=== Section Start ===

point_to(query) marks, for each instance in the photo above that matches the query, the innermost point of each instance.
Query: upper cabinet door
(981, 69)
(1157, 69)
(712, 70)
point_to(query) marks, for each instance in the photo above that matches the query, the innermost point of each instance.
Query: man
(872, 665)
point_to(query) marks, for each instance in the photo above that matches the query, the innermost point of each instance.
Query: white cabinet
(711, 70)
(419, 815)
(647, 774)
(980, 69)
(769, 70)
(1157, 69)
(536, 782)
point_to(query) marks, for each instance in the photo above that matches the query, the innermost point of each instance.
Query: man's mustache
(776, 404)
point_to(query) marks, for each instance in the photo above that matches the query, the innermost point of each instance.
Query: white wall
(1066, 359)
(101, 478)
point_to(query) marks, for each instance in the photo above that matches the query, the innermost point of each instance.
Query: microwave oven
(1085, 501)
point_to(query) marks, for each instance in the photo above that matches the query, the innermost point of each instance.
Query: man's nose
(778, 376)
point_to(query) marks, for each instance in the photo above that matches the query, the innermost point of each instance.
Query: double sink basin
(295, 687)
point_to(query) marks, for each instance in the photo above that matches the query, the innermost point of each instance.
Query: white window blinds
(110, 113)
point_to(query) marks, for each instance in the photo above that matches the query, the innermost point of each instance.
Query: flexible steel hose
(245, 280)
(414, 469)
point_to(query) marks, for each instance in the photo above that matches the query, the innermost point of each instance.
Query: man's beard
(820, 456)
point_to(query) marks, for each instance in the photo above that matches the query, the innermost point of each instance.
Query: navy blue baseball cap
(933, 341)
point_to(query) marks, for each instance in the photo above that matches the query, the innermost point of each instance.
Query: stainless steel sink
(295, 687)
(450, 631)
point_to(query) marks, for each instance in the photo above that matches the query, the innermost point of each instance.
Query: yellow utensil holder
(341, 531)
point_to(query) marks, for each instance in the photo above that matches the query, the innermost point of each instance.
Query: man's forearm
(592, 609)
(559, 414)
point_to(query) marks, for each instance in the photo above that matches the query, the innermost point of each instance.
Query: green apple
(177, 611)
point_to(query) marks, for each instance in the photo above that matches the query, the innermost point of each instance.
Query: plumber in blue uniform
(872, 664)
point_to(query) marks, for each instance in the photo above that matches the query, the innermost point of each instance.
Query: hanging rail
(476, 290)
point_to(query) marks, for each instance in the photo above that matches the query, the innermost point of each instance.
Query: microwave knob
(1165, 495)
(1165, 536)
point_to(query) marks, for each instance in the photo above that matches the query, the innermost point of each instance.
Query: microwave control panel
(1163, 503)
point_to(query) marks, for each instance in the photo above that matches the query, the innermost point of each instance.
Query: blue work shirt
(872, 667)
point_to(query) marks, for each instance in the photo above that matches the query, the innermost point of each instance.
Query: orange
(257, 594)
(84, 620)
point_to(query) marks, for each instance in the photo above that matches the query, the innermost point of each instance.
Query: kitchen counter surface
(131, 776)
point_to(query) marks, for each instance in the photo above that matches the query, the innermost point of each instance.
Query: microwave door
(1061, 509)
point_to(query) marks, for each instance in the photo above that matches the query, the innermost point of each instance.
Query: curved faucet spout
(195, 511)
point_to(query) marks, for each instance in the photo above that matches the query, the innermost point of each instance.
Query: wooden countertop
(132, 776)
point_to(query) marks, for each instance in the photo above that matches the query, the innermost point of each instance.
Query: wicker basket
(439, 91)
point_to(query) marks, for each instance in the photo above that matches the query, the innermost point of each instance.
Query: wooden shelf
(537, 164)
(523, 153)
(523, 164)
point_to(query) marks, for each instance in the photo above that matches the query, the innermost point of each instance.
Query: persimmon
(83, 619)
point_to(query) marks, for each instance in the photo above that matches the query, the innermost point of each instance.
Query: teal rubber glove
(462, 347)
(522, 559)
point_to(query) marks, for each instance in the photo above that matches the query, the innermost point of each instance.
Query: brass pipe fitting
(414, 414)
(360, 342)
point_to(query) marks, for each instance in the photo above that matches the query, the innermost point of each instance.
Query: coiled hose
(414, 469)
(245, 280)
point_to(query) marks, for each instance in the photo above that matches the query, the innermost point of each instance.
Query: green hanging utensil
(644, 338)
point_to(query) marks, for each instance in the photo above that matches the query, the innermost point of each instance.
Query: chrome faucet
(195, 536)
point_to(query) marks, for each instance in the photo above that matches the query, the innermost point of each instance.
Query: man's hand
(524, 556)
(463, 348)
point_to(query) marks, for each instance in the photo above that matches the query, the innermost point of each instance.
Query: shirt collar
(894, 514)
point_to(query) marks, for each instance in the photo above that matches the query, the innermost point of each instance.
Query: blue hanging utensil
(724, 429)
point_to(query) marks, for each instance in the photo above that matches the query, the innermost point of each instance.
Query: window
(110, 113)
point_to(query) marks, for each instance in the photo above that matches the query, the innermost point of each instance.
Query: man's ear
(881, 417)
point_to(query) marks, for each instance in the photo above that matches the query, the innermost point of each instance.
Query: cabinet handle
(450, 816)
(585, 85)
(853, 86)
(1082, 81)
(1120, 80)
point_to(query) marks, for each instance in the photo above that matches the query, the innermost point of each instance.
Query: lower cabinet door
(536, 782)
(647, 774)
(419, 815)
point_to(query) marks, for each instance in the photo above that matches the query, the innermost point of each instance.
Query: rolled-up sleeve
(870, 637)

=== Section End ===

Please copy all of the data above exactly.

→ **Result for this task**:
point_to(query) marks, for each instance in the photo above that matches the query, the innermost point of each instance.
Query: upper cabinet door
(981, 69)
(1157, 69)
(712, 70)
point_to(query) marks, for each instance in the photo above that matches the query, the innermost point of each instance.
Query: man
(872, 665)
point_to(query) marks, for each instance in the photo above that matches the query, the innermost point of each instance.
Query: white cabinet
(711, 70)
(419, 815)
(647, 774)
(980, 69)
(769, 70)
(1157, 69)
(536, 782)
point_to(query) marks, for each instance in the photo above that matches the query, the innermost point of each instance.
Query: man's mustache
(776, 404)
point_to(query) marks, for each instance in the photo above that matches the query, the innermost point of each instance.
Query: white wall
(1066, 359)
(101, 478)
point_to(query) marks, for each instance in the photo above that matches the query, the innermost point of each instance.
Query: microwave oven
(1085, 501)
point_to(query) marks, for each instance in the photo above that matches the query, the innermost point of each instance.
Query: man's nose
(778, 376)
point_to(query) marks, for each instance in the photo above that matches the query, the innermost point of each instance.
Query: double sink basin
(295, 687)
point_to(query) marks, for each instance in the photo above that matches the query, the innermost point of each instance.
Query: white window blinds
(110, 113)
point_to(query) marks, for each instance in the photo above that matches the query, the innermost point of each instance.
Query: flexible steel hose
(245, 280)
(414, 469)
point_to(query) marks, for each instance in the photo above that matches the query, the innermost point of each instance.
Query: man's beard
(820, 456)
point_to(query) marks, for each instance in the photo above that matches the query, the innermost point of each instance.
Query: navy blue baseball cap
(933, 341)
point_to(query) marks, for each instance in the photo above that matches the query, the innermost point of each instance.
Query: stainless steel sink
(295, 687)
(450, 631)
point_to(query) marks, for each instance in the photo above that matches the query, the innermost point of each instance.
Query: yellow utensil holder
(341, 531)
point_to(query) marks, for each instance in the photo above that matches the query, the innermost point of each instance.
Query: man's forearm
(592, 609)
(559, 414)
point_to(query) marks, for each instance in the photo above that matches the query, the innermost point of each instance.
Query: green apple
(177, 611)
point_to(query) marks, for each instance in the photo above that matches the query, the innermost point of each instance.
Query: plumber in blue uniform
(872, 664)
point_to(query) marks, for each instance in the photo above that matches the query, the innermost point of each instance.
Query: hanging rail
(476, 290)
point_to(query) marks, for each instance in the photo above that matches the query, the innermost point of each instance.
Query: microwave knob
(1165, 495)
(1165, 536)
point_to(query) marks, for each instance in the photo above that matches the query, the innermost point of each instance.
Query: microwave control panel
(1163, 503)
point_to(query) marks, for each instance in the photo above that matches the query, the innermost point of each instance.
Query: blue work shirt
(872, 667)
point_to(query) marks, for each instance in the photo above that matches the query, the innermost point of each instance.
Query: orange
(257, 594)
(84, 620)
point_to(query) marks, for each instance in the photo above that matches the query, the innermost point of each instance.
Query: kitchen counter surface
(131, 776)
point_to(query) marks, for each instance in the photo above that matches the query, the innermost point of each instance.
Query: microwave door
(1061, 509)
point_to(query) marks, for each instance in the photo above that matches the query, the innermost point of each instance.
Query: curved faucet spout
(195, 511)
point_to(query) marks, for each instance in the photo above that matches the query, the innermost point of each instance.
Query: wooden countertop
(132, 776)
point_to(query) marks, for each instance in the photo above that matches the query, the innermost point of each instance.
Query: wicker basket
(439, 91)
point_to(query) marks, for each instance in the photo above that matches the query, the innermost point of each instance.
Query: wooden shelf
(537, 164)
(523, 153)
(523, 164)
point_to(query) marks, for each instance in the photo above that matches the query, the innermost point of each instance.
Query: persimmon
(83, 619)
point_to(query) marks, for each instance in the photo above that matches the query, the innermost point of each instance.
Query: teal rubber glove
(462, 347)
(522, 559)
point_to(query) marks, for each instance in the photo above that matches the query, the innermost point of each instance.
Query: brass pipe fitting
(414, 414)
(360, 342)
point_to(query) marks, for each instance in the photo above that matches the query, the innermost point of each instance.
Query: coiled hose
(414, 469)
(245, 280)
point_to(query) marks, for each instance in the photo above that matches the query, the innermost point of each instance.
Query: green hanging utensil
(644, 338)
point_to(query) marks, for each instance in the photo above that matches the query, the innermost point of each instance.
Query: chrome faucet
(195, 536)
point_to(query) marks, for each instance in the photo above that matches the query, the innermost point of each instance.
Query: man's hand
(524, 556)
(463, 348)
point_to(query) marks, for each instance in the photo above that matches the query, the innermost point of each instance.
Query: shirt collar
(894, 514)
point_to(query) marks, for each instance in the photo above that matches the query, the innermost point of each instance.
Query: blue hanging utensil
(724, 429)
point_to(query) marks, for each instance in the photo above that matches the query, the innermost point of each instance.
Query: window
(110, 113)
point_to(query) marks, for each instance in the photo above that matches the query, the innermost point of each instance.
Query: man's ear
(881, 417)
point_to(query) marks, for each instance in the photo above that matches the query, the innermost point of each instance.
Query: cabinet handle
(450, 816)
(585, 85)
(853, 86)
(1082, 81)
(1120, 80)
point_to(query) marks, for each instance in the photo above that matches the query, the innermost point of each instance.
Query: lower cabinet door
(536, 782)
(647, 774)
(419, 815)
point_to(query) marks, for each instance in the photo above that matches the query, the innermost point of each instance.
Query: rolled-up sleeve
(870, 637)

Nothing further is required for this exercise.